→ Objetivo do exercício
Dê continuidade às notas pessoais sobre a tese, o trabalho e a filosofia, começando logo após a última frase apresentada.

→ Trecho do texto
□ □ □ □

July 28, 2022

A tese como espaço confuso de problemas

O lado positivo da minha tese (que é um texto terrivelmente confuso, desconectado, disforme, irregular [com bons insights aqui e ali, admito]) é que de alguma forma consegui nela trazer pra superfície todas as minhas obsessões (ainda que geralmente com as ferramentas erradas).

Volta e meia vejo as coisas que tou trabalhando, e acho que de alguma forma conecta com os problemas que estava tentando elaborar ali. Acho que tem uma imaturidade inevitável ali (pela idade que fiz aquilo, pela minha molequice e por uma arrogância besta), mas serviu pra algo!

Não recomendaria ninguém ler minha tese, não acho que é um trabalho acabado (e nisso invejo demais o trabalho de alguns colegas), mas conseguir retornar pros problemas que tentei levantar naquela texto tem me deixado mais tranquilo com seus defeitos.

Inclusive tem também me feito entender que meu percurso não é tão volúvel” quanto sempre imaginei (volúvel talvez para uma institucionalidade em que meus problemas talvez não façam muito sentido), que tem um percurso bem firme, consistente que segue retornando.

E claro, acho que ter escrito um memorial no final do ano passado ajudou a ter uma clareza sobre esse processo como nunca tive. Não acho que consegui transmitir essa clareza pra banca na época, mas consegui me dar por convencido de que as minhas obsessões pontuais tem uma ordem.

July 27, 2022

A inescapabilidade do problema do trabalho no mundo atual

Não é que o trabalho dignifica ou é a essência do homem, mas para bem ou para mal, ele (em sua forma assalariada) ainda parece ser aquilo que nos situa nesse mundo que vivemos.

O que significa que a gente não precisa sobrevalorizá-lo (ele não é tudo, nós somos mais que isso), mas no mundo em que vivemos é por meio dele que a maior parte das coisas ganha sentido (mas também, importante dizer também, esse mundo também não precisa ser só isso).

July 19, 2022

A função institucional da peer-review na filosofia

peer-review na filosofia é apenas um mecanismo de suporte para a distribuição dos (parcos) recursos financeiros da área, repassem.

A ausência de modelos alternativos ao peer-review (que podem até existir por aí, mas que tem um impacto quase nulo nas práticas de contratação habituais do campo e por isso não são tão relevantes para a reprodução do campo) é um sinal de definhamento do campo como um todo.

Sim, a filosofia está morrendo, mas não por qualquer esgotamento teórico (e o que diabos é isso?), e sim pelo fato de que o horizonte de expectativas que movia a renovação ~do pensamento~ já não consegue mais ser reproduzido pelas dinâmicas de trabalho e emprego que o sustentam.

□ □ □ □

→ Dados de segmentação
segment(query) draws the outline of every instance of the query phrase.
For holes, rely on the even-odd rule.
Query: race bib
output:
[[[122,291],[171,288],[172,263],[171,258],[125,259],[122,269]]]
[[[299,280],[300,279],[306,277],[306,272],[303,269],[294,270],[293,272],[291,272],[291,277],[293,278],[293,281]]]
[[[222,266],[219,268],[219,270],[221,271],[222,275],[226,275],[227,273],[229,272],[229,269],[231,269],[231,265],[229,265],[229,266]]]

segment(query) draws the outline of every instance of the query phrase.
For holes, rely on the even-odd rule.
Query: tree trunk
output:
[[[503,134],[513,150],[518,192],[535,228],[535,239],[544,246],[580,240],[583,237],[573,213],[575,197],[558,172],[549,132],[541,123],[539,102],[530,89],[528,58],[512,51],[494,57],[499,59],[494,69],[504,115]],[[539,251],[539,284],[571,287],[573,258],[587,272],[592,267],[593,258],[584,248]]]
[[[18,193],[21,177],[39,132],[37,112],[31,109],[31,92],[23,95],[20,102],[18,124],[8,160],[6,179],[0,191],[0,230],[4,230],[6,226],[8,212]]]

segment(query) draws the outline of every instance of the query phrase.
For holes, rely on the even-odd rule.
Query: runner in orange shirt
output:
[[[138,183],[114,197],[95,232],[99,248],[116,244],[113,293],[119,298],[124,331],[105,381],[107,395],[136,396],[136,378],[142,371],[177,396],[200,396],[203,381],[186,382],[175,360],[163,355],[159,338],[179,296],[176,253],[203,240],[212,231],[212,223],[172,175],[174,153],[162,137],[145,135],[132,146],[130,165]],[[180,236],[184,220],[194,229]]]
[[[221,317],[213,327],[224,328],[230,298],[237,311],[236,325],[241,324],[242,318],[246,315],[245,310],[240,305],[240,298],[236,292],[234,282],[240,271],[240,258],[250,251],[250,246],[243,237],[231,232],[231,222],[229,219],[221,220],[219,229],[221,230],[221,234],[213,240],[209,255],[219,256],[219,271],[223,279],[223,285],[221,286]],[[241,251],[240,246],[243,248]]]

□ □ □ □

→ Resposta à tarefa
Realmente vejo só dois caminhos, um que seria a intensificação das restrições, da diminuição de variedade que se abriu nas últimas décadas globalmente (mas aí você acaba fazendo realmente um movimento de retração com relação aos horizontes que se abriram e reoxigenaram o campo).

Nesse caso, a diminuição de empregos tornaria mais competitivas as disputas até que esse campo (na sua iteração universitária’) volte a ser desinteressante para boa parte das pessoas (que ainda vão continuar sendo filosóficas’, mas em outros meios) como era antes.

Isso até acho que vai acontecer, essa retração” nas universidades. A questão é que muitas expectativas foram construídas nesse período de mais empregos e não acredito que elas vão recuar. A impressão é que outros espaços, que passem a fazer mais sentido, vão se elaborar.

O que não significa que vai ser fácil né, só que a filosofia provavelmente vai começar a parecer uma coisa mais diferente do que ela é atualmente (bem, é parte do problema da hegemonia universitária ela calar variações do que pode ser o filosófico).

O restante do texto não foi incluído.